DOCUMENT EXCERPT |
You are viewing a plain text version of this content. The canonical link for it is here.
Posted to user@spark.apache.org by Shuai Zheng <sz...@gmail.com> on 2015/03/09 17:25:33 UTC

Read Parquet file from scala directly

Hi All,

 

I have a lot of parquet files, and I try to open them directly instead of
load them into RDD in driver (so I can optimize some performance through
special logic). 

But I do some research online and can't find any example to access parquet
directly from scala, anyone has done this before?

 

Regards,

 

Shuai


Re: Read Parquet file from scala directly

Posted by Akhil Das <ak...@sigmoidanalytics.com>.
Here's a Java version
https://github.com/cloudera/parquet-examples/tree/master/MapReduce It won't
be that hard to make that in Scala.

Thanks
Best Regards

On Mon, Mar 9, 2015 at 9:55 PM, Shuai Zheng <sz...@gmail.com> wrote:

> Hi All,
>
>
>
> I have a lot of parquet files, and I try to open them directly instead of
> load them into RDD in driver (so I can optimize some performance through
> special logic).
>
> But I do some research online and can’t find any example to access parquet
> directly from scala, anyone has done this before?

PROVIDED MATERIAL |
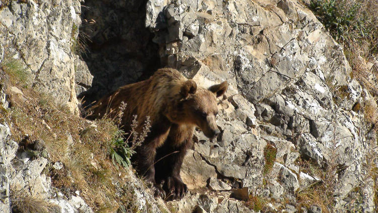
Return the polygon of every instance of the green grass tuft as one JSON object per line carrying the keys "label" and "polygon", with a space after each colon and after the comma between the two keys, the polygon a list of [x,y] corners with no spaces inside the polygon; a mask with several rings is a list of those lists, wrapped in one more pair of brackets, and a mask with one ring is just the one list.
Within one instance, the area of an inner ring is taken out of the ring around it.
{"label": "green grass tuft", "polygon": [[12,58],[6,59],[0,64],[0,68],[11,78],[14,83],[26,85],[29,79],[27,68],[21,61]]}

GIVEN EXERCISE |
Continue the mailing-list thread about reading Parquet files directly from Scala, starting after its final line.

EXERCISE ANSWER |
>
>
>
> Regards,
>
>
>
> Shuai
>

Re: Read Parquet file from scala directly

Posted by Cheng Lian <li...@gmail.com>.
The parquet-tools code should be pretty helpful (although it's Java)

https://github.com/apache/incubator-parquet-mr/tree/master/parquet-tools/src/main/java/parquet/tools/command

On 3/10/15 12:25 AM, Shuai Zheng wrote:
>
> Hi All,
>
> I have a lot of parquet files, and I try to open them directly instead 
> of load them into RDD in driver (so I can optimize some performance 
> through special logic).
>
> But I do some research online and can’t find any example to access 
> parquet directly from scala, anyone has done this before?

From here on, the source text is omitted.